#### THE REQUEST:
In the passage below on the CFPB's auto-loan discrimination case, retype the portion starting with "Whether the indirect" and going on through "using flawed proxies.".

Prosecutors alleged discriminatory loan charges based on a portfolio analysis of hundreds of thousands of loans made by car dealers nationwide, without any allegation of discriminatory pricing by the people who actually set the loan rates—the dealers themselves, who the Dodd-Frank Act largely shields from CFPB enforcement.

Whether the indirect lender who settled intended to discriminate was also a moot point to the government based on a theory of disparate impact built around statistical analysis measuring the difference of average markups among borrower groupings using flawed proxies.

"Whether or not Ally consciously intended to discriminate makes no practical difference to consumers," said CFPB Director Richard Cordray. "In fact, we do not allege that Ally did so. Yet the outcome, and the harm to consumers, is the very same here."

But it does make a difference. The challenge of demonstrating illegal discrimination using disparate impact is to observe the Equal Credit Opportunity Act's goal of not stereotyping individuals while conducting analyses that rely on statistical differences ascribed to groups labeled by their prohibited basis characteristics. This challenge is compounded by using proxies as substitutes for true characteristic information.

The CFPB and Justice Department assert proxy analysis for enforcement, but the examination procedures the CFPB cites as its authority applies proxy analysis for the purpose of examination scoping for disparate treatment. That is, proxies are considered appropriate for identifying red flags for further investigation, not as sufficient for proving a violation of ECOA. As the Supreme Court found in Watson v. Fort Worth Bank & Trust, it is inappropriate "to hold a defendant liable for unintentional discrimination on the basis of less evidence than is required to prove intentional discrimination."

Yet this is precisely what results from the government's use of error-ridden proxies and statistical tests to impose liability in the absence of discriminatory intent. The law requires the government to prove two things—that plaintiffs are members of a prohibited basis group and that they individually suffered markups not applied to similarly-situated non-minority borrowers. The government fails this burden on both counts. First, the government has no proof that particular individuals are actually prohibited basis group members — they only have proxy-based probabilities — and the law is not satisfied by the probability of being a minority.

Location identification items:
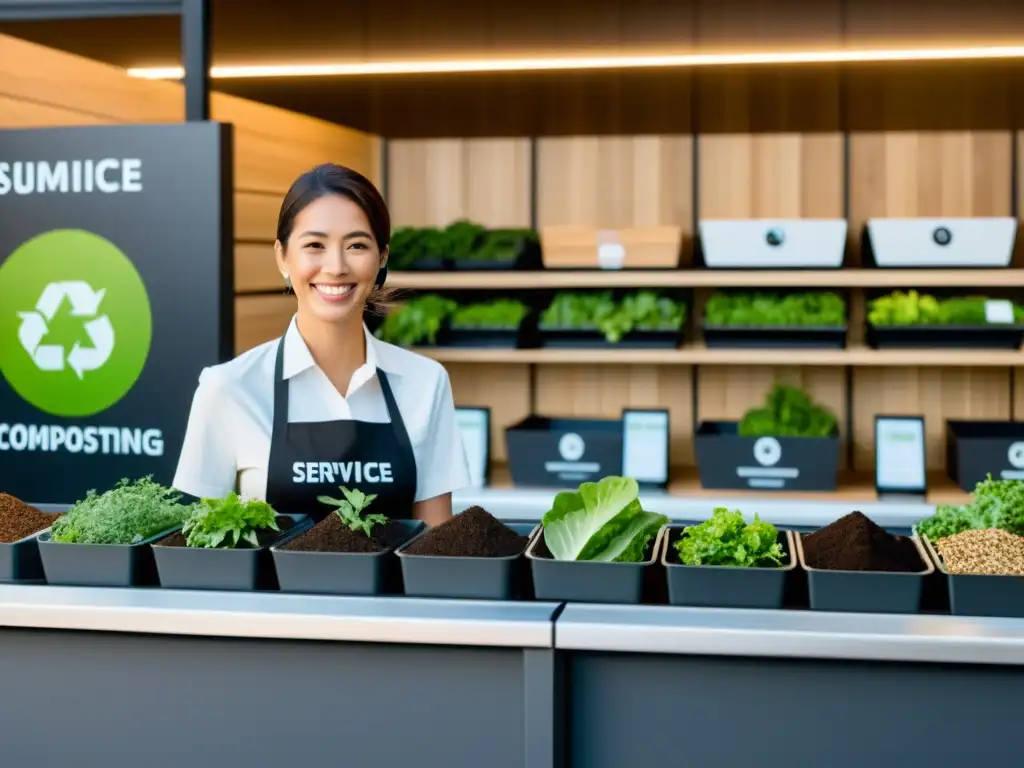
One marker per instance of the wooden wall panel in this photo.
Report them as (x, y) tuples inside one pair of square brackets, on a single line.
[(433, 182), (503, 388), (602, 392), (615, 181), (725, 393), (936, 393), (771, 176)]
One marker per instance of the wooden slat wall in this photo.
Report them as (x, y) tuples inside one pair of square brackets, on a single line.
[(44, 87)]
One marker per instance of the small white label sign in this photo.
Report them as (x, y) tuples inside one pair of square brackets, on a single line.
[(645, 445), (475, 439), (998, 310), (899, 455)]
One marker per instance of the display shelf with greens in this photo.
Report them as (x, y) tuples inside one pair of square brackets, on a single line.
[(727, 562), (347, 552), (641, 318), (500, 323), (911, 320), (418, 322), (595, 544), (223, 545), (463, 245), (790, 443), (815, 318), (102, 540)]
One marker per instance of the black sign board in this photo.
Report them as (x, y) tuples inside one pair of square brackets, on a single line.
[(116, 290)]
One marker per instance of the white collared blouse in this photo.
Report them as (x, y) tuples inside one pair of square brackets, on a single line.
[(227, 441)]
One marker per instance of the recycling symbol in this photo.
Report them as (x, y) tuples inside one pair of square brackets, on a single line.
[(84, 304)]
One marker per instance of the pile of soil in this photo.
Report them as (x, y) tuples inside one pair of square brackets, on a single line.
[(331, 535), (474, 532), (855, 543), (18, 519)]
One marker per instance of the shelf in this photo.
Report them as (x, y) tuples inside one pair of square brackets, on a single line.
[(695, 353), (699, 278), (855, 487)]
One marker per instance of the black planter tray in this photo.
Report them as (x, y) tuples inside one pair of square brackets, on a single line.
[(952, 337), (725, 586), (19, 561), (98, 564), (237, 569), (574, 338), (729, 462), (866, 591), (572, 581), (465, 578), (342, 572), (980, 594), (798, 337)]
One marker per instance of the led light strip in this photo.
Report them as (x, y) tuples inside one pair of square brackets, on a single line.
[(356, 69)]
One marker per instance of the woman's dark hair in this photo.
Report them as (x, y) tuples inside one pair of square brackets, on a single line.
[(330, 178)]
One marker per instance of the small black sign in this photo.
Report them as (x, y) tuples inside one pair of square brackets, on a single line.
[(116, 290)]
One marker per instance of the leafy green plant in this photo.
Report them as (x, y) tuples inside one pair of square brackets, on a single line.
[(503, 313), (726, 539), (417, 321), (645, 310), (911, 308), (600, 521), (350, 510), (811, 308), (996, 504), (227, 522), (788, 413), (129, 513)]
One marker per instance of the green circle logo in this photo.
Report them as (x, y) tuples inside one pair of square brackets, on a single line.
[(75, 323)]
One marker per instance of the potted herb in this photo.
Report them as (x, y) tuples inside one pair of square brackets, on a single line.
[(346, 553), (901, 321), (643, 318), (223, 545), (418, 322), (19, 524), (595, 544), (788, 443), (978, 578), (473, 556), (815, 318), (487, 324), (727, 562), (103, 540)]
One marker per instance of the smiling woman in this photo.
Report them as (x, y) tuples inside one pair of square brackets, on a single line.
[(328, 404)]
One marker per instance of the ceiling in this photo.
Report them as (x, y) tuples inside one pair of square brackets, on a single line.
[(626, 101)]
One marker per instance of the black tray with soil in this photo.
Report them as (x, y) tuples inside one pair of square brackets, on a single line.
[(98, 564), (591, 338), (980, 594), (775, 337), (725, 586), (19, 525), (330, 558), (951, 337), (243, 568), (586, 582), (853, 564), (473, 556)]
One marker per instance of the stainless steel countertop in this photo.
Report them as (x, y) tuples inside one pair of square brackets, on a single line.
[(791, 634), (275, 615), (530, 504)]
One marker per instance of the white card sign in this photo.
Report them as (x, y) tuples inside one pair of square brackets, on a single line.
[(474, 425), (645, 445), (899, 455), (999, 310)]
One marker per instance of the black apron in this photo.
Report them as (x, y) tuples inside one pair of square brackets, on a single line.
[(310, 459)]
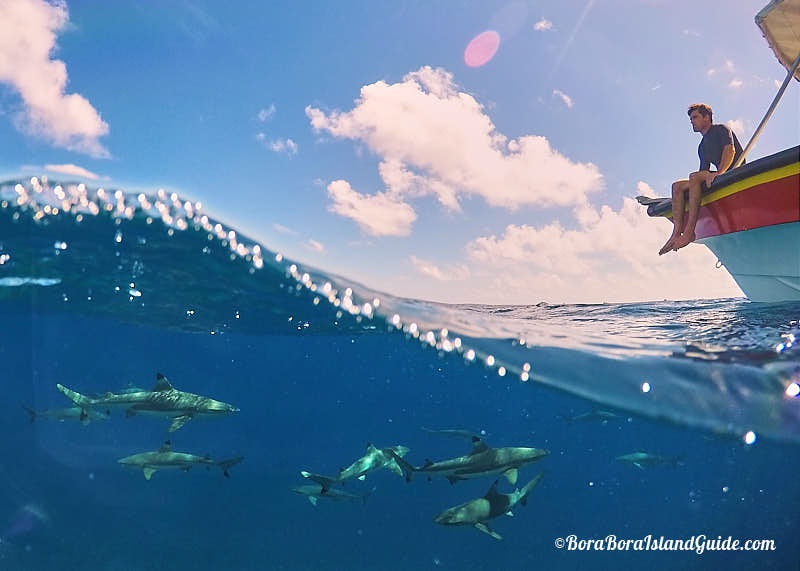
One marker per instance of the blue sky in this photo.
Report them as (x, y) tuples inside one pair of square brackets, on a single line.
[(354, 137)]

#### SOLUTION FOR THIS TASK:
Whether the indirect lender who settled intended to discriminate was also a moot point to the government based on a theory of disparate impact built around statistical analysis measuring the difference of average markups among borrower groupings using flawed proxies.